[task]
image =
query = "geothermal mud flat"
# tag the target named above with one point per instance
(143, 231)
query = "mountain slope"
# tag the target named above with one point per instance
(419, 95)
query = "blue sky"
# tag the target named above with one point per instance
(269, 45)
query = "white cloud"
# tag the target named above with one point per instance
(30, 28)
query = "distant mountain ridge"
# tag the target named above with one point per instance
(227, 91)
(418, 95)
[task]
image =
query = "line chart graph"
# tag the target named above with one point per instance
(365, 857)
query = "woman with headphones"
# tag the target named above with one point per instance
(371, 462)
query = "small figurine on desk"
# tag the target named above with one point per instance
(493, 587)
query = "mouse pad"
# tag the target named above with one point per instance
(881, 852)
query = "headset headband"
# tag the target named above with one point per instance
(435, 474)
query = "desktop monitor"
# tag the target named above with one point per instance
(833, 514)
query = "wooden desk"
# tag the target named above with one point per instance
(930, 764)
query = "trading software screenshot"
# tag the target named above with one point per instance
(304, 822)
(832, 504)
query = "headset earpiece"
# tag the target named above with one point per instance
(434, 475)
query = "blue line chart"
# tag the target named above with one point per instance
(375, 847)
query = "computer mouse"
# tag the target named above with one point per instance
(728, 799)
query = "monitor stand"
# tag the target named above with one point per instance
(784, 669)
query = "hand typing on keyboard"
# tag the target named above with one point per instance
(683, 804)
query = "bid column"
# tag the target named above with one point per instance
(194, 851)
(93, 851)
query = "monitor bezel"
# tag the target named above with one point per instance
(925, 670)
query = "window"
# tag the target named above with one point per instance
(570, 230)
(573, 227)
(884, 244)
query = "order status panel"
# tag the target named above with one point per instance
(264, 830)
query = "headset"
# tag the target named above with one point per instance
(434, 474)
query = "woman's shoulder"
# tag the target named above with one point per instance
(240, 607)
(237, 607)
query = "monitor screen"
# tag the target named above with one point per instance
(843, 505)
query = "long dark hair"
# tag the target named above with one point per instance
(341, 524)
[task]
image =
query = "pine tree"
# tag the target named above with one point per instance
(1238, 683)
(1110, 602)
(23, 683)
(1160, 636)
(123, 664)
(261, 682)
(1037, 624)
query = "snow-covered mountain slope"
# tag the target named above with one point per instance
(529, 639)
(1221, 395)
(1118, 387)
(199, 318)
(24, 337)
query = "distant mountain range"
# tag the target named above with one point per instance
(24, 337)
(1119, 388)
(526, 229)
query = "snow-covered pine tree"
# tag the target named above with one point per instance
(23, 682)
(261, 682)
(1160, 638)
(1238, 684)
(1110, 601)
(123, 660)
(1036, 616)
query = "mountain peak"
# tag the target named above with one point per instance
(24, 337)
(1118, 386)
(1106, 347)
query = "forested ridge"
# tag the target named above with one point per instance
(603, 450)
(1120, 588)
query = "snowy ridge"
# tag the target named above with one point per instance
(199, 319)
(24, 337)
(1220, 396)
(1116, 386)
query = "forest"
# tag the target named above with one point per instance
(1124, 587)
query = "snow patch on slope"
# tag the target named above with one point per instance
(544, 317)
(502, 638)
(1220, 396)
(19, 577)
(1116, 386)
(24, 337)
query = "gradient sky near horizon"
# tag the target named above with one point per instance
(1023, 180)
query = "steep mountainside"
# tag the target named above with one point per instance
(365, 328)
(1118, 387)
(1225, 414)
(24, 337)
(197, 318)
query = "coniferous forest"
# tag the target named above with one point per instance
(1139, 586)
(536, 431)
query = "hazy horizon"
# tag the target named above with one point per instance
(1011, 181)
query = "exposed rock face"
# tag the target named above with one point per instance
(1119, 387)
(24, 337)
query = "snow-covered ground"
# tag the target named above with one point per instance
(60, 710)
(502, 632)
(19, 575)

* * * *

The required answer is each line of the data in which the word "headset" appears.

* **Completed exercise**
query = "headset headband"
query = "headset earpiece"
query = "headset"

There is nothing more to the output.